What the task requires:
Please render the material from the line containing "door with a point in the photo above." through the end of the material as a numbered list, both ends included and blank lines left out.

[Items from a data source]
↓

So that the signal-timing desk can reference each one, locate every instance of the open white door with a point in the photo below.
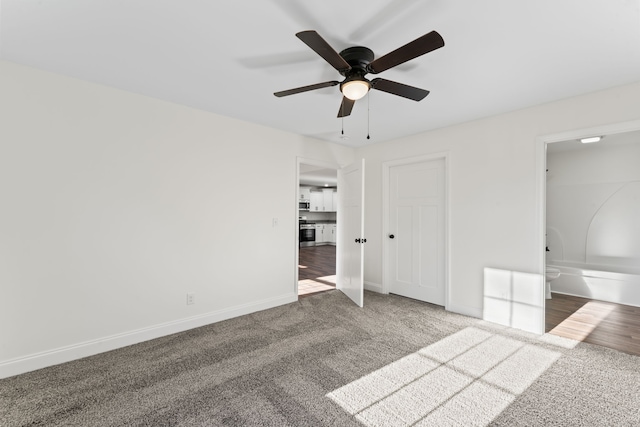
(350, 248)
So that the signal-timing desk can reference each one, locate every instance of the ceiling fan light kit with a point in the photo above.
(356, 62)
(355, 89)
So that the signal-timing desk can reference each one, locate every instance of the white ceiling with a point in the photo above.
(608, 141)
(229, 57)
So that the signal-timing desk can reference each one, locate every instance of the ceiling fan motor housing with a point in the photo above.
(358, 57)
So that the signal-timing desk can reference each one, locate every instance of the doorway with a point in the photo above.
(586, 193)
(317, 229)
(415, 234)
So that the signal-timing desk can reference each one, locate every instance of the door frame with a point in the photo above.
(386, 170)
(312, 162)
(541, 182)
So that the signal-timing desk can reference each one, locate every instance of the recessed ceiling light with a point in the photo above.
(591, 139)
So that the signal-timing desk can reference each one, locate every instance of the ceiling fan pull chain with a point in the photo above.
(368, 105)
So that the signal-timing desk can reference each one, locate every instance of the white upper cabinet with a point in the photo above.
(325, 200)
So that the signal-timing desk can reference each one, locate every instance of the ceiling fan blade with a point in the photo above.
(322, 48)
(345, 107)
(425, 44)
(306, 88)
(399, 89)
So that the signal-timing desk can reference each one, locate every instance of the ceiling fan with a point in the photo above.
(356, 62)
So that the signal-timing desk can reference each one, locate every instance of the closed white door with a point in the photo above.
(350, 246)
(416, 236)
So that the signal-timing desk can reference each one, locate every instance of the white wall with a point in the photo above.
(114, 206)
(586, 191)
(494, 213)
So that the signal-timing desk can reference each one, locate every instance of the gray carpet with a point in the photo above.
(323, 361)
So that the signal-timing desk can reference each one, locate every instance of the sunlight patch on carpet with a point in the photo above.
(467, 378)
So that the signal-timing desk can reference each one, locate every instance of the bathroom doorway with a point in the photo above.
(590, 224)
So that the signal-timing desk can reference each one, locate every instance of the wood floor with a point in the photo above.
(607, 324)
(316, 269)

↑

Correct response:
1. So that the signal-timing desk can reference each one, locate every instance of the closed white door with a point in the photo above.
2. (350, 246)
3. (416, 236)
4. So that the signal-timing desk can reference each one, locate every instance of the white wall with a point in the photo above.
5. (114, 206)
6. (586, 191)
7. (494, 213)
8. So that the signal-timing desk can reference each one, locate every instance of the gray carpet with a point in the photo above.
9. (323, 361)
10. So that the signal-timing desk can reference each one, locate every instance of the sunlight patch on carpet with a point in the photo above.
11. (467, 378)
12. So that the signal-timing desk can reference each one, locate every instance of the bathroom doorway with a point in the photo above.
13. (590, 224)
14. So that the signal-timing desk can reference each one, locate every instance of the wood floor with a point in the photo above.
15. (607, 324)
16. (316, 269)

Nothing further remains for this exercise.